RECORD LIST
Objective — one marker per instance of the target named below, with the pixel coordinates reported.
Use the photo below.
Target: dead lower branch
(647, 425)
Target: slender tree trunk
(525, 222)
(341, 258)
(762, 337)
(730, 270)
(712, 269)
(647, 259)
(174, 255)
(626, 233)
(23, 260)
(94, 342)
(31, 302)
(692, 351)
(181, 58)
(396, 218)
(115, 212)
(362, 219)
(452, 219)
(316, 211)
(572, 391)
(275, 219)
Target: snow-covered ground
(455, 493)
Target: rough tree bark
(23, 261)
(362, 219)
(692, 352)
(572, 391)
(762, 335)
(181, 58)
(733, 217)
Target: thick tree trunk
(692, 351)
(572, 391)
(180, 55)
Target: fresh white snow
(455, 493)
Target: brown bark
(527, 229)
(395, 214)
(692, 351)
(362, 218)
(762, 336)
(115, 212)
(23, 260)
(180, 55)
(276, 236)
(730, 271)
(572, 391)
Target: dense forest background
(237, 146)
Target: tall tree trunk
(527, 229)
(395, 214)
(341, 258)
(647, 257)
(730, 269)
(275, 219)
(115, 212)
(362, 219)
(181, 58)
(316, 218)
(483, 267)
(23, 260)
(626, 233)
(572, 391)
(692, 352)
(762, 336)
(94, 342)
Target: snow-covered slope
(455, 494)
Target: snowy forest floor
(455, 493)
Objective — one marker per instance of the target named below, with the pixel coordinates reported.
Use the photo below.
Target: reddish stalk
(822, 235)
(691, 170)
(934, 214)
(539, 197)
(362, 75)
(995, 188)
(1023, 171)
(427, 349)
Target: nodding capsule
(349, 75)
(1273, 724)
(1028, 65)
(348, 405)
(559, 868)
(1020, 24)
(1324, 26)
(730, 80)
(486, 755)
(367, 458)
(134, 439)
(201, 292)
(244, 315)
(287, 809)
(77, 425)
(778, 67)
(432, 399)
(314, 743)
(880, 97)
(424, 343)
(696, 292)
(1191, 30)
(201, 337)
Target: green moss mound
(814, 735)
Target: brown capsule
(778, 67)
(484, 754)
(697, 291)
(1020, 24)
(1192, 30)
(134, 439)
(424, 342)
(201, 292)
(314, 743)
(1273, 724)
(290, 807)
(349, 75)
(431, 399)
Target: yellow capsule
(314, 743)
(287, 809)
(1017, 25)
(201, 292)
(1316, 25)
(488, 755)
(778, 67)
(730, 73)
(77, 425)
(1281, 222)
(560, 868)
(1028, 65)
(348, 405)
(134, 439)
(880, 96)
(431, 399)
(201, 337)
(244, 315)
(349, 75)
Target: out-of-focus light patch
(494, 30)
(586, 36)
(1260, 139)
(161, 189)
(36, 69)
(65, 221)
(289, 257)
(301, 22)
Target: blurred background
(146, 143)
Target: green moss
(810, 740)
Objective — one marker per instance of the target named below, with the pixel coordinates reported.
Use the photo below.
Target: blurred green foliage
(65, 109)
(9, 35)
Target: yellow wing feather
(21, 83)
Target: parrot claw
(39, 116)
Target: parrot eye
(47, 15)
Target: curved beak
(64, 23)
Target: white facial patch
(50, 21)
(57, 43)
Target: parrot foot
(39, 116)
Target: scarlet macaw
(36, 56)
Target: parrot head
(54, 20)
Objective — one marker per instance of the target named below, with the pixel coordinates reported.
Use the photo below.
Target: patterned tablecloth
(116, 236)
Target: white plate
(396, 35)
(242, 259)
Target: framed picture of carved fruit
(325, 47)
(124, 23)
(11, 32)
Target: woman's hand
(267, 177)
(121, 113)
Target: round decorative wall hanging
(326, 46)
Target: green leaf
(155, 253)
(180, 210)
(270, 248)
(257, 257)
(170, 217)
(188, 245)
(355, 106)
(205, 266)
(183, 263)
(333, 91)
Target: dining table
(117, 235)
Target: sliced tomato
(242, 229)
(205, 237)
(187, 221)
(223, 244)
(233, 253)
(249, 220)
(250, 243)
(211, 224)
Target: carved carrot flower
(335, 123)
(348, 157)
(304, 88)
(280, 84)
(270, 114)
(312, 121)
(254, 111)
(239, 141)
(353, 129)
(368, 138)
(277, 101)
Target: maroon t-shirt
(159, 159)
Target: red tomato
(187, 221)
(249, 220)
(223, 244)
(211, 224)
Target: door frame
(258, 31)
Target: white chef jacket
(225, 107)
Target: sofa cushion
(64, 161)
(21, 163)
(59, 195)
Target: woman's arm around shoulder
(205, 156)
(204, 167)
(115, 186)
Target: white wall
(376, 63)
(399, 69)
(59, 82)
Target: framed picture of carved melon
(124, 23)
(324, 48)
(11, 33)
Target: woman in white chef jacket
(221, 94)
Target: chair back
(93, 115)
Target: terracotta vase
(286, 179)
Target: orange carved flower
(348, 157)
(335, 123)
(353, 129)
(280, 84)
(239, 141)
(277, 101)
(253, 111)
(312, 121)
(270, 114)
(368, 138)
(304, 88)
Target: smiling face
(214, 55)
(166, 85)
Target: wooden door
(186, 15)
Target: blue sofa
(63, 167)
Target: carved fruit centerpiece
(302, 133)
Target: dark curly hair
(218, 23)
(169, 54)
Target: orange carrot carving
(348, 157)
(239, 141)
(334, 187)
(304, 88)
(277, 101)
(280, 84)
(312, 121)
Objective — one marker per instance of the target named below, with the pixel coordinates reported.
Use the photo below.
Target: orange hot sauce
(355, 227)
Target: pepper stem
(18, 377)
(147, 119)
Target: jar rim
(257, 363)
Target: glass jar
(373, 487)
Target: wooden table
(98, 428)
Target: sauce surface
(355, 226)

TASK GOAL
In the listing, start at the line that has "Target: terracotta vase" and continue through its last line. Repeat those lines with "wooden" swapped for "oak" and everything else unchanged.

RESULT
Target: terracotta vase
(286, 179)
Target: orange carved flower
(348, 157)
(335, 123)
(353, 129)
(280, 84)
(239, 141)
(277, 101)
(253, 111)
(312, 121)
(270, 114)
(368, 138)
(304, 88)
Target: smiling face
(214, 55)
(166, 85)
Target: oak door
(186, 15)
Target: blue sofa
(63, 167)
Target: carved fruit centerpiece
(302, 133)
Target: dark curly hair
(218, 23)
(169, 54)
Target: orange carrot carving
(348, 157)
(239, 141)
(334, 187)
(304, 88)
(277, 101)
(280, 84)
(312, 121)
Objective — one marker per instance of the target named below, with the pixel coordinates reported.
Use the photo below.
Target: orange hot sauce
(355, 227)
Target: pepper stem
(18, 377)
(147, 119)
Target: jar rim
(257, 363)
Target: glass jar
(373, 487)
Target: oak table
(98, 428)
Target: sauce surface
(355, 226)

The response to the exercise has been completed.